- Data excerpts:
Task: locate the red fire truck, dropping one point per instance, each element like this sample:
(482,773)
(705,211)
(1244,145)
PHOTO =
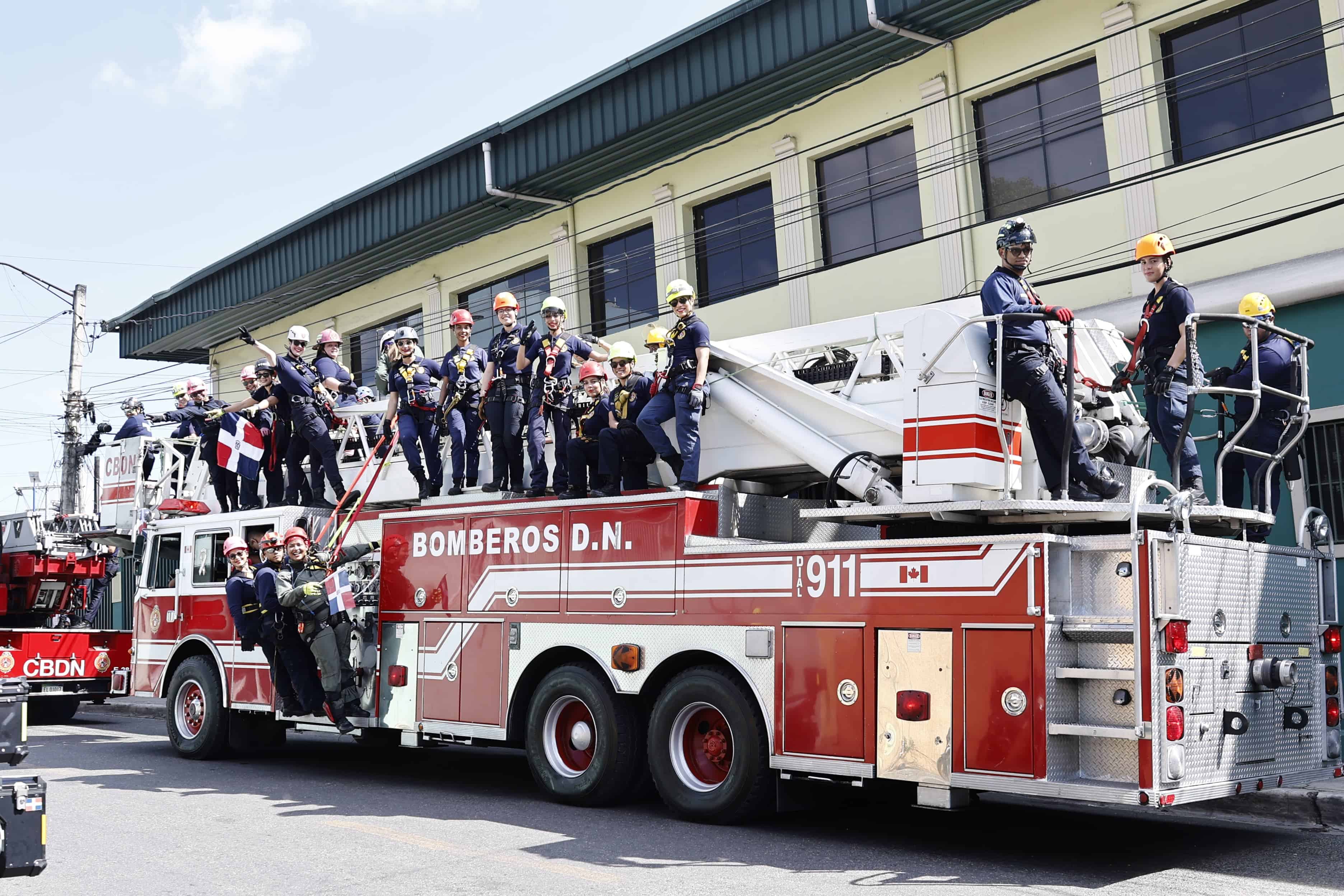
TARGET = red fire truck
* * *
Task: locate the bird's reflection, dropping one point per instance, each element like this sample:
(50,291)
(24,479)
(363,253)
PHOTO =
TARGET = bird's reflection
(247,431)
--
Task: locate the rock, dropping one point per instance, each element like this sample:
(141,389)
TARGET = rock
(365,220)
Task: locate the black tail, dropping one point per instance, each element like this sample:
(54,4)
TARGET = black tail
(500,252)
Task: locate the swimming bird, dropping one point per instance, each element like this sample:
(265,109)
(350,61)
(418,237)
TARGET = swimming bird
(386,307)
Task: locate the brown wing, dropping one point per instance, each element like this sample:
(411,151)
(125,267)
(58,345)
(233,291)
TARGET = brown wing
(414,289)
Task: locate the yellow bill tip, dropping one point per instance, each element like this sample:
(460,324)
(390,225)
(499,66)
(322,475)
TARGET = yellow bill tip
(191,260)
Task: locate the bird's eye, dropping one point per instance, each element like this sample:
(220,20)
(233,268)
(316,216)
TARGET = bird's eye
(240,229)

- YOUR ASSIGNMENT: Scan the records for the string "fire" and show every line that contains it.

- COMPLETED TASK:
Task: locate the red fire truck, dropping one point per instance, each element like this sample:
TARGET = red fire truck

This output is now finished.